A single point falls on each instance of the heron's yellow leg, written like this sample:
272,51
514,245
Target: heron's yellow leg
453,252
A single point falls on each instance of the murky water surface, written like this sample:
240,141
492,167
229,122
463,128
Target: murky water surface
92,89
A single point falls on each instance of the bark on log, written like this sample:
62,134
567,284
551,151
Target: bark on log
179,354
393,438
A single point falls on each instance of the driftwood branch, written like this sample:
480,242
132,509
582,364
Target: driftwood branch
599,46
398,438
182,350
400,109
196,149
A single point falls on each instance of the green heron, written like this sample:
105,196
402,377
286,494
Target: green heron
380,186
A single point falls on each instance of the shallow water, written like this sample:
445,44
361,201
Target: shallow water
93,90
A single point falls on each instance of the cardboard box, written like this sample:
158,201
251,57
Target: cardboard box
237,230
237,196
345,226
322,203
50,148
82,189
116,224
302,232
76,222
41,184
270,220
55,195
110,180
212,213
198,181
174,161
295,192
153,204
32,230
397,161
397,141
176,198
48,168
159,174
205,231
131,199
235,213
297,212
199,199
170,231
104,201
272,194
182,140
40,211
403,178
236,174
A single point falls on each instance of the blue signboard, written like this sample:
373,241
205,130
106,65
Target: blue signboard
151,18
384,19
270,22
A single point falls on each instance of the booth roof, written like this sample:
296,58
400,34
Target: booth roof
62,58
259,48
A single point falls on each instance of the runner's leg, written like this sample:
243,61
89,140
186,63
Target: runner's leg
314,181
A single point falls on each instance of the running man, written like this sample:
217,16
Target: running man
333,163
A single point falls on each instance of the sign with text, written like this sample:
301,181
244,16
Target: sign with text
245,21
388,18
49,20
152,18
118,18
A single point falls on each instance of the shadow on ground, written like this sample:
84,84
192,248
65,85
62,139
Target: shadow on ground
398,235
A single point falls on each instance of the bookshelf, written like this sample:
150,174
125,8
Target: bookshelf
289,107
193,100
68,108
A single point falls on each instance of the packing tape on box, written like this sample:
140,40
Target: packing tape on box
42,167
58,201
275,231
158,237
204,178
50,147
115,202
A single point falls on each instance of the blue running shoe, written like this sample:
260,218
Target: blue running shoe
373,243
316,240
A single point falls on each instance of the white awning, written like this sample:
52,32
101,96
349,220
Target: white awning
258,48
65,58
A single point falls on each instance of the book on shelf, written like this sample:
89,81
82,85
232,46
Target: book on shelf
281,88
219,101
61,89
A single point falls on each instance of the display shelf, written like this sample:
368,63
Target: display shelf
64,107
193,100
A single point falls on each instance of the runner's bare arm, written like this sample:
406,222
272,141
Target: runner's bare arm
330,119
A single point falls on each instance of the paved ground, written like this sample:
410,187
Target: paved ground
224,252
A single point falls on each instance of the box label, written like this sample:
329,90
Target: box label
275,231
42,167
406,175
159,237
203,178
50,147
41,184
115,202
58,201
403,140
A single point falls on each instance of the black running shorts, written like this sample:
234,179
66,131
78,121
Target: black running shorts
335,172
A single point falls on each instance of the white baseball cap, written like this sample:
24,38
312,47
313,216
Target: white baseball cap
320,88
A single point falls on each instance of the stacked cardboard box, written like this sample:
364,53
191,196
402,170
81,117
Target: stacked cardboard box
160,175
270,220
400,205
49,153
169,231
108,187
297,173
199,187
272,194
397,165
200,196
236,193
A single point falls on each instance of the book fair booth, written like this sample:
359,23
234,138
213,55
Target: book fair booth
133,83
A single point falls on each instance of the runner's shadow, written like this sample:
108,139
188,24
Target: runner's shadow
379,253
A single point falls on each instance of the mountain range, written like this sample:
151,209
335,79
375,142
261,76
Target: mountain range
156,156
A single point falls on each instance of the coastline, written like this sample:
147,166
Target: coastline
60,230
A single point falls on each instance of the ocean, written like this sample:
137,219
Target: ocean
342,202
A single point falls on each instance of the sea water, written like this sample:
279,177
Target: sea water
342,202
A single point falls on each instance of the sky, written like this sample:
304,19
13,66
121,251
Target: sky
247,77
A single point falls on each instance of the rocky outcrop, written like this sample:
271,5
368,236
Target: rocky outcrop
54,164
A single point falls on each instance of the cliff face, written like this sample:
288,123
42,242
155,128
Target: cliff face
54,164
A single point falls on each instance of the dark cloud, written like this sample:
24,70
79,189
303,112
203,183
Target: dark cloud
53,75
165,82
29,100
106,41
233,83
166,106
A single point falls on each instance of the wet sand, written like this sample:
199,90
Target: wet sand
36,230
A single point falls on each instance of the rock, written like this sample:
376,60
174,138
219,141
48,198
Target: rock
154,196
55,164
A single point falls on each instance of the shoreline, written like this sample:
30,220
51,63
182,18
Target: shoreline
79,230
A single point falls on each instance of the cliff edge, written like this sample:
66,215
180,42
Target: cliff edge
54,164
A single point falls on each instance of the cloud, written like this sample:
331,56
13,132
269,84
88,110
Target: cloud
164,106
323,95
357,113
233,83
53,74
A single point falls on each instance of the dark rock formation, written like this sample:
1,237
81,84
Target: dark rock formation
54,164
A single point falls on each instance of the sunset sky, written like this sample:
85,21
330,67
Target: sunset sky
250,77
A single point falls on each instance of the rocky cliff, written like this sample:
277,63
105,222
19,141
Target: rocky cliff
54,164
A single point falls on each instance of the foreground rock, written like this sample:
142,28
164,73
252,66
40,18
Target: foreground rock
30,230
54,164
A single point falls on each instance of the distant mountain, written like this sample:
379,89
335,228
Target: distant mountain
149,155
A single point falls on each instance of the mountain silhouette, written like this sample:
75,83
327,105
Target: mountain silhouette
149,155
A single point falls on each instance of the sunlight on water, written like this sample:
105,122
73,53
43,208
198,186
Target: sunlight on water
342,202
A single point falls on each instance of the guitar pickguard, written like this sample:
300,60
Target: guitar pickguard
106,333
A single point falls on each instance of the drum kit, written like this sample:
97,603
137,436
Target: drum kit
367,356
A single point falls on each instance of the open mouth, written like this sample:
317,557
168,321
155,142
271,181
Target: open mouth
####
## [Exercise goal]
Repeat the data above exactly.

## [Answer]
A single point falls on each instance of the heron's yellow leg, written like this sample:
272,51
514,245
Target: heron's yellow leg
453,252
A single point falls on each instance of the murky water surface, written like this sample:
240,141
492,167
229,122
463,128
Target: murky water surface
92,89
A single point falls on each instance of the bark on log, written like this sample:
62,134
567,284
551,151
Target: bark on log
179,354
393,438
A single point falls on each instance of the driftwood branch, written like this sample:
480,242
132,509
582,364
Target: driftwood branch
599,46
398,438
182,350
400,109
196,149
A single point falls on each instance of the green heron, written like this sample:
105,196
402,377
286,494
Target: green heron
380,186
A single point falls on each instance of the shallow water, written like this sample:
445,44
361,201
Target: shallow water
93,90
A single point falls on each instance of the cardboard box, written like this sample:
158,201
251,57
Target: cardboard box
237,230
237,196
345,226
322,203
50,148
82,189
116,224
302,232
76,222
41,184
270,220
55,195
110,180
212,213
198,181
174,161
295,192
153,204
32,230
397,161
397,141
176,198
48,168
159,174
205,231
131,199
235,213
297,212
199,199
170,231
104,201
272,194
182,140
40,211
403,178
236,174
A single point falls on each instance of the blue signboard, written like this sample:
373,241
205,130
106,65
Target: blue signboard
151,18
384,19
270,22
A single point falls on each instance of the booth roof, written like this sample:
296,58
400,34
Target: booth roof
62,58
259,48
A single point falls on each instance of the runner's leg, written like this sample:
243,61
89,140
186,63
Target: runner's leg
314,181
A single point falls on each instance of the running man, written like this sample:
217,16
Target: running man
333,163
A single point falls on each instance of the sign with text, written like this sample:
301,181
244,16
Target: sign with text
245,21
388,18
49,20
152,18
118,18
A single point falls on each instance of the shadow on ground, written like this sample:
84,84
192,248
65,85
62,139
Target: shadow on ground
398,235
A single point falls on each instance of the bookshelf, written like this sample:
150,174
125,8
Target: bookshelf
289,107
193,100
68,108
A single point falls on each instance of the packing tape on box, written like this sample:
140,40
Target: packing tape on box
42,167
58,201
275,231
158,237
204,178
50,147
115,202
A single point falls on each instance of the blue running shoe, written like this sample:
260,218
Target: blue running shoe
373,243
316,240
A single point falls on each instance of the white awning, written like this sample:
52,32
101,96
349,220
Target: white awning
258,48
65,58
A single point falls on each instance of the book on shelf, written like this sample:
89,81
82,85
232,46
Target: book on shelf
281,88
219,101
61,89
A single point falls on each instance of the display shelf, written like this sample:
368,63
Target: display shelf
64,107
193,100
A single point falls on each instance of the runner's bare arm, written like this sample:
406,222
272,141
Target: runner's bare arm
330,119
A single point falls on each instance of the paved ground, written like this sample:
410,187
Target: paved ground
224,252
A single point falls on each instance of the box label, written like this sample:
329,90
Target: box label
275,231
42,167
406,175
159,237
203,178
50,147
41,184
115,202
58,201
403,140
A single point falls on each instance of the black running shorts, written like this sample:
234,179
66,131
78,121
Target: black running shorts
335,172
A single point falls on each instance of the white baseball cap, written like this sample:
24,38
312,47
313,216
Target: white baseball cap
320,88
A single point falls on each instance of the stacked cardboard box, written like this sample:
364,53
191,196
402,170
81,117
Target: stacked cardboard box
160,175
270,220
400,205
49,153
169,231
108,187
297,173
199,187
272,194
397,165
200,196
236,193
A single point falls on each instance of the book fair booth, written like this sample:
359,23
234,138
213,55
Target: book fair booth
133,83
A single point falls on each instance of the runner's shadow, written like this sample:
108,139
188,24
Target: runner's shadow
379,253
A single point falls on each instance of the mountain range, written like this sample:
151,209
335,79
375,142
261,76
Target: mountain range
156,156
A single point falls on each instance of the coastline, written like this sample:
147,166
Target: coastline
60,230
A single point falls on each instance of the ocean, written like this sample:
137,219
Target: ocean
342,202
A single point falls on each instance of the sea water, written like this sample:
279,177
Target: sea water
342,202
A single point falls on each instance of the sky, written like this sample:
304,19
13,66
121,251
Target: sky
247,77
A single point falls on each instance of the rocky outcrop, written like this sample:
271,5
368,236
Target: rocky outcrop
54,164
A single point falls on each instance of the cliff face, written like this sample:
288,123
42,242
155,128
Target: cliff face
54,164
A single point falls on each instance of the dark cloud, written like this sample:
24,70
79,189
303,112
203,183
Target: dark cloud
53,75
165,82
29,100
106,41
233,83
166,106
A single point falls on each instance of the wet sand, written like this sample:
199,90
Target: wet sand
36,230
A single point falls on each instance of the rock, written like this sample:
376,60
174,138
219,141
48,198
Target: rock
154,196
55,164
A single point falls on each instance of the shoreline, written like this sample:
30,220
51,63
182,18
Target: shoreline
79,230
A single point falls on each instance of the cliff edge, written like this sample:
66,215
180,42
Target: cliff edge
54,164
A single point falls on each instance of the cloud, written like this sample:
331,56
13,132
269,84
88,110
Target: cloud
164,106
323,95
357,113
233,83
53,74
A single point falls on each instance of the dark rock formation, written like this sample:
1,237
81,84
Target: dark rock formation
54,164
A single point falls on each instance of the sunset sky, written like this sample:
85,21
330,67
Target: sunset sky
250,77
A single point falls on each instance of the rocky cliff, written like this sample:
277,63
105,222
19,141
Target: rocky cliff
54,164
A single point falls on each instance of the foreground rock, written like this sample:
142,28
164,73
252,66
40,18
Target: foreground rock
30,230
54,164
A single point falls on each instance of the distant mountain, written like this sample:
379,89
335,228
Target: distant mountain
149,155
A single point falls on each instance of the mountain silhouette, written like this sample:
75,83
327,105
Target: mountain silhouette
149,155
A single point falls on each instance of the sunlight on water, written like this sample:
105,122
73,53
43,208
198,186
Target: sunlight on water
342,202
A single point falls on each instance of the guitar pickguard, written like this sample:
300,60
Target: guitar pickguard
106,333
A single point falls on each instance of the drum kit, written like this sample:
97,603
137,436
Target: drum kit
367,356
A single point falls on each instance of the open mouth, written like this sample:
317,557
168,321
155,142
271,181
Target: open mouth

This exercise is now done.